-- Given task --
Pull out each line of the records below that contains the word "dark", and copy those lines in full.
------ Provided entries ------
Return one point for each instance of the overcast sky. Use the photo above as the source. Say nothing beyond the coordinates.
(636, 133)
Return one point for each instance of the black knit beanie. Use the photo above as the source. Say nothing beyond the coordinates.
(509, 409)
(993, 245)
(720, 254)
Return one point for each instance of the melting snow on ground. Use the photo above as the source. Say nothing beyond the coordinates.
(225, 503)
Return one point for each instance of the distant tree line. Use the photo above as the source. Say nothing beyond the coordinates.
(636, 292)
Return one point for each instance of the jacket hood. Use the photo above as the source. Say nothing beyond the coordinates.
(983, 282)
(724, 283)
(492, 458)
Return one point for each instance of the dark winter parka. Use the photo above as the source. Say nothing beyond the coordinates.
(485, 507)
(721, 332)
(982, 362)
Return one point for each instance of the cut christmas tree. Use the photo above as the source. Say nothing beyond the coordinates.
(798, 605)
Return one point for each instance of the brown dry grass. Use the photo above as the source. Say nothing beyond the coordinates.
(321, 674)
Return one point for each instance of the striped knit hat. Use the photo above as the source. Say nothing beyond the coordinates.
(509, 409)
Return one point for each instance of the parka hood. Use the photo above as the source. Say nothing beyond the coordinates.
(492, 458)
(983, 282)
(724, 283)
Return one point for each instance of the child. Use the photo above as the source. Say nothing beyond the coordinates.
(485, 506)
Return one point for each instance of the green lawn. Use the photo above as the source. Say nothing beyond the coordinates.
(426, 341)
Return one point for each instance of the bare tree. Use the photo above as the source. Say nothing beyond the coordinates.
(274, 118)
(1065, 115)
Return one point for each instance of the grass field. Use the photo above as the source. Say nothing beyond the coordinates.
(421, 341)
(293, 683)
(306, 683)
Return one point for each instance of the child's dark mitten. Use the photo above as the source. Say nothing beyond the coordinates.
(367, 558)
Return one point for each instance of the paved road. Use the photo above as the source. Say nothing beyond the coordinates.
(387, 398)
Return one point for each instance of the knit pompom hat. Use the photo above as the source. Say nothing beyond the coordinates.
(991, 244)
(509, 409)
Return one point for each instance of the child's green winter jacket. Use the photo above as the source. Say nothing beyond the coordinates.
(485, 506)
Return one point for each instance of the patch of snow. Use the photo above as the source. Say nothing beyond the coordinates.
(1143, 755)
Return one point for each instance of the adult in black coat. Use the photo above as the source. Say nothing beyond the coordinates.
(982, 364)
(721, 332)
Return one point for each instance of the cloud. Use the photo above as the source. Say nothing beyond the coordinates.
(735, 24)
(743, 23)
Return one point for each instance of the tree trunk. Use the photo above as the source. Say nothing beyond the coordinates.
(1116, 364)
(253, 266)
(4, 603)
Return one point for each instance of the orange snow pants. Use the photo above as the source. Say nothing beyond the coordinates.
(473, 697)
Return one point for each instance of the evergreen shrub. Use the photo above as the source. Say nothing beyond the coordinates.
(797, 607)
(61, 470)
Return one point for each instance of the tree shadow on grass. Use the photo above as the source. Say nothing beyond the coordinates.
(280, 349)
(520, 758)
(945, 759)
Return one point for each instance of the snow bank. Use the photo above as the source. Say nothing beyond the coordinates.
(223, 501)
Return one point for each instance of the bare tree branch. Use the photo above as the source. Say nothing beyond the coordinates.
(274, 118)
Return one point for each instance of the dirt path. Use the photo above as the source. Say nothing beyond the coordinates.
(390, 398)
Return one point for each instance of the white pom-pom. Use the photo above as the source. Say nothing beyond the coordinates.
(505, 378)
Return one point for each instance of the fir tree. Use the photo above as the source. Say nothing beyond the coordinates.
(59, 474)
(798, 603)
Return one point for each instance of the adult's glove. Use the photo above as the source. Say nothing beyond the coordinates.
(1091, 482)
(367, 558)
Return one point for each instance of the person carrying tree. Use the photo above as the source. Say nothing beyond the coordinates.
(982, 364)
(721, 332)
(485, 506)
------
------ Provided entries ------
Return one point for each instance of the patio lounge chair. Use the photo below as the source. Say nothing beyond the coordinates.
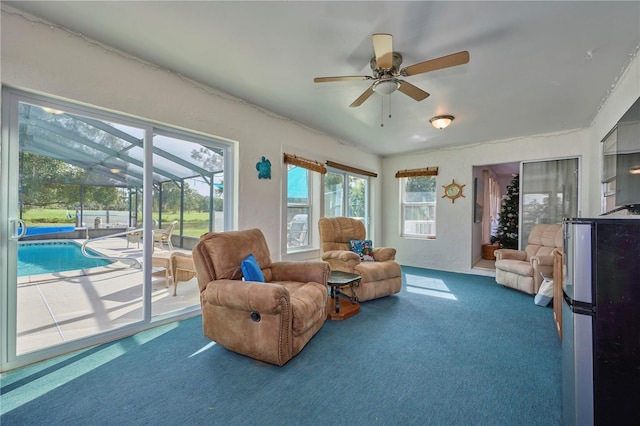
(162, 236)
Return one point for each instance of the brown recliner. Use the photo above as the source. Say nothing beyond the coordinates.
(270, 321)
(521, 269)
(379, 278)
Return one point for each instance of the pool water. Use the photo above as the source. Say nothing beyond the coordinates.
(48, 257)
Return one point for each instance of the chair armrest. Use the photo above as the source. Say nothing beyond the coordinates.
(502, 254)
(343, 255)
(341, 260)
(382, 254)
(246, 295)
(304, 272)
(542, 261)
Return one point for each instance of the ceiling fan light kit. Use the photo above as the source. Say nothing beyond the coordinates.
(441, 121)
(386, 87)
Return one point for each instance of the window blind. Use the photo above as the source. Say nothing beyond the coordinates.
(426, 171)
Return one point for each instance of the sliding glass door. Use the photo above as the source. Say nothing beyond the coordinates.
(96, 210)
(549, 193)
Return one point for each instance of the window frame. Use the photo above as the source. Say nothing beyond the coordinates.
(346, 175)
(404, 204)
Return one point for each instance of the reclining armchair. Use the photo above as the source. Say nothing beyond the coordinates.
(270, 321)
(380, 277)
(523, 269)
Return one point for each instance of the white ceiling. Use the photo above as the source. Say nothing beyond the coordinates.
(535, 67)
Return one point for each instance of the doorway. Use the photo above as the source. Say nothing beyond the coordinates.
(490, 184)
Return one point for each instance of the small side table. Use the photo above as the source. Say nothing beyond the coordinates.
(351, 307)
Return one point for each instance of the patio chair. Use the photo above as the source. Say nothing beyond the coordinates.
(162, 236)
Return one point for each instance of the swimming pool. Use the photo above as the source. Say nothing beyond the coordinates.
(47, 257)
------
-- Answer for this exercise --
Return one point for each instance of the dark winter parka. Use the photo above as the source. Say nothing beyond the coordinates.
Return one point for each instance of the child's dark mitten. Use the photo above as the source. Say nothing beyond the coordinates.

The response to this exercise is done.